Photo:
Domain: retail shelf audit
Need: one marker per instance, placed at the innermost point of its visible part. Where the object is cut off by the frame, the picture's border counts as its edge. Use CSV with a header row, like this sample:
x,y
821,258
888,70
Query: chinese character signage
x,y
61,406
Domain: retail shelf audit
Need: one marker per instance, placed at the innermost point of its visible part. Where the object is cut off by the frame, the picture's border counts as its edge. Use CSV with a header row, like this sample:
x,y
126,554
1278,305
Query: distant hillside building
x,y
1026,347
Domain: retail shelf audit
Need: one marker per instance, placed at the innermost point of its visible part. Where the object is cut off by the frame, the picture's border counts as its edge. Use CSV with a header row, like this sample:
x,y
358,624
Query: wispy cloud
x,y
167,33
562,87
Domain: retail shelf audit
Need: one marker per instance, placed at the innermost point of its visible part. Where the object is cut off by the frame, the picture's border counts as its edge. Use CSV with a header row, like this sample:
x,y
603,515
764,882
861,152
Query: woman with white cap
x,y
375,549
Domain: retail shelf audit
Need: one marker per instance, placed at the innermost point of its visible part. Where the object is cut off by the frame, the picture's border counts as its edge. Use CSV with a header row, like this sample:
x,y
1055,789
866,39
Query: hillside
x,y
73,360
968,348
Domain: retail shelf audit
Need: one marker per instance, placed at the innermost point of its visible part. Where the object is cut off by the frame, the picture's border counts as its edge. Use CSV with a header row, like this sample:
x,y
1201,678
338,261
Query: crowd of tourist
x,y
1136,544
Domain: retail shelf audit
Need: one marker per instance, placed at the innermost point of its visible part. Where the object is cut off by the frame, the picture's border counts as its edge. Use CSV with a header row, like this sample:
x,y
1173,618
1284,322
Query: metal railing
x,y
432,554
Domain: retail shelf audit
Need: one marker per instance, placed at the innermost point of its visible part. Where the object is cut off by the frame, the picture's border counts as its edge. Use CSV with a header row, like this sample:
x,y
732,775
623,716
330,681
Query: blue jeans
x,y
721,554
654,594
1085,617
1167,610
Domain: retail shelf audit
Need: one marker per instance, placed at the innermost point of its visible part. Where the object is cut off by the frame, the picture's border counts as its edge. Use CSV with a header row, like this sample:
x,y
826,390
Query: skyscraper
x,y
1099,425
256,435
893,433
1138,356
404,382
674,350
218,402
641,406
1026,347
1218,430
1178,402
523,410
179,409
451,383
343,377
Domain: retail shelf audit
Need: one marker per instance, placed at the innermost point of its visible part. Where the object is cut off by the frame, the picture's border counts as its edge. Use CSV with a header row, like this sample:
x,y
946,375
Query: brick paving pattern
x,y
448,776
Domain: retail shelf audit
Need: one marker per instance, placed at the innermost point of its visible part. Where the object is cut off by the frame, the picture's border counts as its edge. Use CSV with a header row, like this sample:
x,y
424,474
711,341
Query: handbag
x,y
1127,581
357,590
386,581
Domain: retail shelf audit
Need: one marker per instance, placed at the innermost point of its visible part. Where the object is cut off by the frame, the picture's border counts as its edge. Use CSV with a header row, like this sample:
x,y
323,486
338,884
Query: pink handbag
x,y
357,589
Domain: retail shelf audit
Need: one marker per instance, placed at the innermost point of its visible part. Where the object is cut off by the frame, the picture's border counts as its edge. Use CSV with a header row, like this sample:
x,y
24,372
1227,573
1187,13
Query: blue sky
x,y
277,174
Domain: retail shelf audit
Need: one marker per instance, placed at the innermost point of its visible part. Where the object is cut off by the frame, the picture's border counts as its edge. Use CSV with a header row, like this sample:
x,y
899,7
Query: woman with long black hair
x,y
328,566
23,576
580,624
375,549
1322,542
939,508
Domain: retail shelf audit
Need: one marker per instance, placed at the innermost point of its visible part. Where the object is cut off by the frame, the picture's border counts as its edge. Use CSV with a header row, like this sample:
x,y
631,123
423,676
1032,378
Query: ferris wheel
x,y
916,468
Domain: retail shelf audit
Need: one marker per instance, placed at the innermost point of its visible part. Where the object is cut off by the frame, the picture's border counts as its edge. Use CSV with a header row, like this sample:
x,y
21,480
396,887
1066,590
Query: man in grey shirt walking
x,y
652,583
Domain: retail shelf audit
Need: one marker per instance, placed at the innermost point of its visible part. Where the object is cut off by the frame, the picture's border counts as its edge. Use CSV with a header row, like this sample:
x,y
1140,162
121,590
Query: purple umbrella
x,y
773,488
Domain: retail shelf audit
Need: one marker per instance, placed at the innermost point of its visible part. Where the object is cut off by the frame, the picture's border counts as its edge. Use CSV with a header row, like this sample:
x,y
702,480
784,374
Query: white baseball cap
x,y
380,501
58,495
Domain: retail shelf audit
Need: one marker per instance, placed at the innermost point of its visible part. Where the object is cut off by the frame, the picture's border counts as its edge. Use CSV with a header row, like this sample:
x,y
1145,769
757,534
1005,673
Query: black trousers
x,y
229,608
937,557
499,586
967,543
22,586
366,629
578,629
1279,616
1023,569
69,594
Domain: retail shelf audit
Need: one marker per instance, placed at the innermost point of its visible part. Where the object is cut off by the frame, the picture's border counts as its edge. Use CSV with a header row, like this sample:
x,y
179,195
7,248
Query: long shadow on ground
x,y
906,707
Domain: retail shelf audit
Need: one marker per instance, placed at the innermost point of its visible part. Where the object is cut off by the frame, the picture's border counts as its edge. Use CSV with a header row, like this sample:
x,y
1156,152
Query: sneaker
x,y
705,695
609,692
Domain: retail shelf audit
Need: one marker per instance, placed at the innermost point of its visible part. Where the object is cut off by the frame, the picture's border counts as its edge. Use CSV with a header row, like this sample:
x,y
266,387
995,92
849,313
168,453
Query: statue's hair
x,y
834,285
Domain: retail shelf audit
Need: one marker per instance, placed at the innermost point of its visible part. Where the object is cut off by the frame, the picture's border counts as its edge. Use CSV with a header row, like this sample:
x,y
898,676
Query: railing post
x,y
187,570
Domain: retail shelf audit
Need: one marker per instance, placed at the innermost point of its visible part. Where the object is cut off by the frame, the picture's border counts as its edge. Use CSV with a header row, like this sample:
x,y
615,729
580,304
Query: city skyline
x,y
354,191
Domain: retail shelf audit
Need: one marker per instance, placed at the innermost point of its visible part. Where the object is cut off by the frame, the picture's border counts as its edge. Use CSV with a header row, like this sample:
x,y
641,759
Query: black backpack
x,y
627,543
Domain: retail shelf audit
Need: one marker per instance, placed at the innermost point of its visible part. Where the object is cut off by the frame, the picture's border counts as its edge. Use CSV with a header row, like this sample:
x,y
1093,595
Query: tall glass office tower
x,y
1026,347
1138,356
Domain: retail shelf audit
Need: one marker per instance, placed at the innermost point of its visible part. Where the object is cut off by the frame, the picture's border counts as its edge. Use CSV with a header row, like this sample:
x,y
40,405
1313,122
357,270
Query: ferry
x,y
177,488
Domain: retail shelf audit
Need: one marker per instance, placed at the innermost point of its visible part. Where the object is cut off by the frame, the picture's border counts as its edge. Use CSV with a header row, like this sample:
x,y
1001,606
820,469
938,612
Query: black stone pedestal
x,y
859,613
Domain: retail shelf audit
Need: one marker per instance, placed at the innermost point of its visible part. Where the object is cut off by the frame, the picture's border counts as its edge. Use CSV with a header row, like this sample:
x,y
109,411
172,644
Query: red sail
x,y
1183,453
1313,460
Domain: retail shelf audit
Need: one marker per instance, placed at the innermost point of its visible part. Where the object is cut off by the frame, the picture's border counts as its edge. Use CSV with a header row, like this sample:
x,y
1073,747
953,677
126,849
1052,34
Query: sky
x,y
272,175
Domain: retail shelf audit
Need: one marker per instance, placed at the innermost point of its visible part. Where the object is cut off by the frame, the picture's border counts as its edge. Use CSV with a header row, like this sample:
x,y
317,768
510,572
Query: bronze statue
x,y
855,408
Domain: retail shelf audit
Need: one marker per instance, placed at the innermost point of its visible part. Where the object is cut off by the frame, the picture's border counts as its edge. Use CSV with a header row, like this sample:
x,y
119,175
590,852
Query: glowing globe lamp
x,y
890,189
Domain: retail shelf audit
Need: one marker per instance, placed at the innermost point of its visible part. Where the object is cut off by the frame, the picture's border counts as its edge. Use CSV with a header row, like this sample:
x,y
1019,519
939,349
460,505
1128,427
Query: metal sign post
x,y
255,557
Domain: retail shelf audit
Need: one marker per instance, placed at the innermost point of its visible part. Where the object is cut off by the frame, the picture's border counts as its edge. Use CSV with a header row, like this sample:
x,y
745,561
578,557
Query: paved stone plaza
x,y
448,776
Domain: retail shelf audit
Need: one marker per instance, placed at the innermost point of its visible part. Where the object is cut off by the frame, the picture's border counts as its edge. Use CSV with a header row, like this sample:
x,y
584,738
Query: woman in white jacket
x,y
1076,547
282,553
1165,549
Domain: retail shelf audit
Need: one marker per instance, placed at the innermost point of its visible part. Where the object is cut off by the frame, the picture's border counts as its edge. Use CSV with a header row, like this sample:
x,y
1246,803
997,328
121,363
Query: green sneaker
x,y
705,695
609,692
——
#### [Short task]
Filter the listing above down to only the lines containing the string "railing", treating uppercase and lowercase as different.

#### [Response]
Query: metal railing
Query: railing post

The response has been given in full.